Data records:
Start of Block
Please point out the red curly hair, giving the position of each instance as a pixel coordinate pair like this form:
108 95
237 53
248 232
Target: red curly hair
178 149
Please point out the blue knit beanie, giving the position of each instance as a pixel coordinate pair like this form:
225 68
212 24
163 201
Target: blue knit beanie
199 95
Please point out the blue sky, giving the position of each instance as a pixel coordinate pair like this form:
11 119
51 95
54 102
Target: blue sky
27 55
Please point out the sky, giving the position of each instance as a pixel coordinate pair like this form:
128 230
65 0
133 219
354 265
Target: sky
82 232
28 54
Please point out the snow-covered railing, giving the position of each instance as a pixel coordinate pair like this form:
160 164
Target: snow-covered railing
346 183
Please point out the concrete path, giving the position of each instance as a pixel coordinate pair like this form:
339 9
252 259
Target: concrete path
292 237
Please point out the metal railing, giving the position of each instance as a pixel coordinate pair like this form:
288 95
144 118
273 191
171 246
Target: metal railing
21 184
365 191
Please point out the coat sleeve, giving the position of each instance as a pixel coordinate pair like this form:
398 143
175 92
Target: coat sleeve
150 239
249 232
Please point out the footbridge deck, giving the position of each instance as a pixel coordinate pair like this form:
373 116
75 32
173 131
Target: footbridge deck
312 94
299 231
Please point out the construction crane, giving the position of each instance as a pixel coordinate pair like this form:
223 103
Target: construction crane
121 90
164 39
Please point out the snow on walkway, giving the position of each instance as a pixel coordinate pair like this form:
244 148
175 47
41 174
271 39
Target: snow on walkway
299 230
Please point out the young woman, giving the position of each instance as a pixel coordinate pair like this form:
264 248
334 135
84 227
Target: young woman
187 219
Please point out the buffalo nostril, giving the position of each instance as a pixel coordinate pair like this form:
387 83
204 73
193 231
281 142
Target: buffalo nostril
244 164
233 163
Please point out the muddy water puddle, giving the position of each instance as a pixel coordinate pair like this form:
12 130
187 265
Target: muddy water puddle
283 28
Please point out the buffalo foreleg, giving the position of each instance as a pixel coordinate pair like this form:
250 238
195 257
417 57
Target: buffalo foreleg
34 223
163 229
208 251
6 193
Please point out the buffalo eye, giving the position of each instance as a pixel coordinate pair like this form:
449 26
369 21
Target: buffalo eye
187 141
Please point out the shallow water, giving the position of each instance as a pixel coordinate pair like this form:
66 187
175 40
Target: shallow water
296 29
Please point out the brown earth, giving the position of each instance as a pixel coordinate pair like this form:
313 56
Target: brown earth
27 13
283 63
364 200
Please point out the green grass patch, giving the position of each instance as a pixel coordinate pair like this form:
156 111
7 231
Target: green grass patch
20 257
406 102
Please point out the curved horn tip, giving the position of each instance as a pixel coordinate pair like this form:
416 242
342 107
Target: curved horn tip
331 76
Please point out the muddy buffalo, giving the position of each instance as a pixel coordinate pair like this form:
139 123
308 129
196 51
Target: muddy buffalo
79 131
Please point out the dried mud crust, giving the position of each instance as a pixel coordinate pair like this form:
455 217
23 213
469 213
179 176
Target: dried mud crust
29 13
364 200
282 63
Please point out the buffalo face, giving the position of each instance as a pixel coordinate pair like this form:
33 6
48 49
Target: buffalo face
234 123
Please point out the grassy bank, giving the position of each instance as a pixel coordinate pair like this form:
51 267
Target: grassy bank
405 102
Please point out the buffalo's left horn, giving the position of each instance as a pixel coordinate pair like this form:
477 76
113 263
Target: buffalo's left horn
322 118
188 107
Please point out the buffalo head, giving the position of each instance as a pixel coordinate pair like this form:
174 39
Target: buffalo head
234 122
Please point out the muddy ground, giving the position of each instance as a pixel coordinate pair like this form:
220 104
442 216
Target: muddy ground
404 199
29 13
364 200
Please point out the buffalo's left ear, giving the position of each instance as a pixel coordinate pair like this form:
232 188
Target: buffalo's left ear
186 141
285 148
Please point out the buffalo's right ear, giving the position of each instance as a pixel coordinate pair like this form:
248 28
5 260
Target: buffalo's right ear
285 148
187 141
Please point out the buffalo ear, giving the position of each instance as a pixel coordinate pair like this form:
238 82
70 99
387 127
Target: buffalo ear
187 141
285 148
End of Block
Repeat each record word for word. Do not leave any out.

Please point out the red curly hair, giving the position of each instance as a pixel coordinate pair like this form:
108 95
237 53
248 232
Target: red curly hair
178 149
Please point out the blue knit beanie, giving the position of each instance as a pixel coordinate pair like this form:
225 68
212 24
163 201
Target: blue knit beanie
199 95
Please point out the blue sky, giving the position of each instance as a pixel coordinate pair like this form:
11 119
51 95
54 102
Target: blue sky
27 55
Please point out the sky, giving the position of each instance as a pixel coordinate pair like this form:
128 230
65 0
133 219
354 265
Target: sky
82 232
28 54
Please point out the snow-covered railing, giving the position of each instance as a pixel coordinate pair like this form:
160 164
Target: snow-covered railing
346 183
Please point out the concrete path, giving the position of each instance as a pixel coordinate pair like this form:
339 9
252 259
Target: concrete path
292 237
Please point out the metal railing, giving the position of each instance as a pixel coordinate pair like this form:
288 95
144 118
273 191
171 246
Target: metal railing
21 184
365 191
Please point out the coat sleeve, giving the position of each instance as a pixel coordinate pair like this form:
398 143
175 92
Target: coat sleeve
150 239
249 232
Please point out the footbridge deck, giving the position of each instance as a pixel coordinate pair like this form:
373 116
75 32
173 131
Target: footbridge deck
312 94
299 231
Please point out the construction crane, giving the position of each instance as a pixel coordinate pair like this form:
223 103
Target: construction crane
121 90
164 39
Please point out the snow on walkway, giving the position of each instance as a pixel coordinate pair like this form:
244 148
175 47
41 174
271 39
Target: snow on walkway
299 230
Please point out the young woman, giving the position of each instance as a pixel coordinate pair like this form:
264 248
334 135
84 227
Target: young woman
187 219
Please point out the buffalo nostril, giving the position of each instance as a pixel coordinate pair like this form:
387 83
204 73
193 231
281 142
Target: buffalo nostril
244 164
233 163
Please point out the muddy water puddle, giving the position of each instance as a pixel coordinate pair like this form:
12 130
187 265
Target: muddy water puddle
283 28
Please point out the buffalo foreleg, giving the position of each instance as a pixel coordinate pair like this form:
250 238
195 257
417 57
Target: buffalo foreleg
34 223
163 229
208 251
6 193
Please point out the buffalo eye, giving the position of each instance as a pixel coordinate pair like this form:
449 26
369 21
Target: buffalo eye
187 141
Please point out the shallow water, giving the position of each instance as a pixel coordinate pair like this form:
66 187
175 40
Target: shallow water
296 29
Please point out the brown earth, giving the position of each instance as a pixel coordinate pair like this form:
313 56
Target: brown earth
27 13
283 63
364 200
Please point out the green grass patch, giving the position of each instance as a pixel coordinate pair like this form:
156 111
7 231
Target: green grass patch
20 257
406 102
Please point out the curved horn tip, giving the position of each instance as a pixel coordinate pair like this form:
416 242
342 107
Target: curved horn tip
331 76
Please point out the muddy buffalo, giving the position of each instance as a pixel coordinate pair like this form:
139 123
308 129
196 51
Target: muddy buffalo
79 131
Please point out the dried mud crust, giving the position of each instance as a pixel coordinate pair like this form:
455 217
23 213
469 213
179 176
Target: dried mud crust
29 13
364 200
282 63
Please point out the buffalo face, giving the position of each instance as a pixel coordinate pair like this form:
33 6
48 49
Target: buffalo face
234 123
Please point out the grassy bank, giving the position of each instance as a pixel coordinate pair like this form:
51 267
Target: grassy bank
405 102
Please point out the buffalo's left horn, giving the position of each instance as a pixel coordinate pair like this form:
477 76
113 263
Target: buffalo's left horn
322 118
188 107
Please point out the buffalo head, giving the position of each instance as a pixel coordinate pair like this form:
174 39
Target: buffalo head
234 122
Please point out the muddy ground, giving the position of each instance as a pixel coordinate pair like this form:
220 104
442 216
Target: muddy ground
404 199
29 13
364 200
Please point out the buffalo's left ear, giving the position of each instance as a pixel coordinate pair like this form:
232 188
Target: buffalo's left ear
186 141
285 148
Please point out the buffalo's right ear, giving the position of each instance as a pixel coordinate pair like this form:
248 28
5 260
Target: buffalo's right ear
285 148
187 141
Please point out the buffalo ear, giving the position of each instance as a pixel coordinate pair like this form:
238 82
70 99
387 127
Target: buffalo ear
187 141
285 148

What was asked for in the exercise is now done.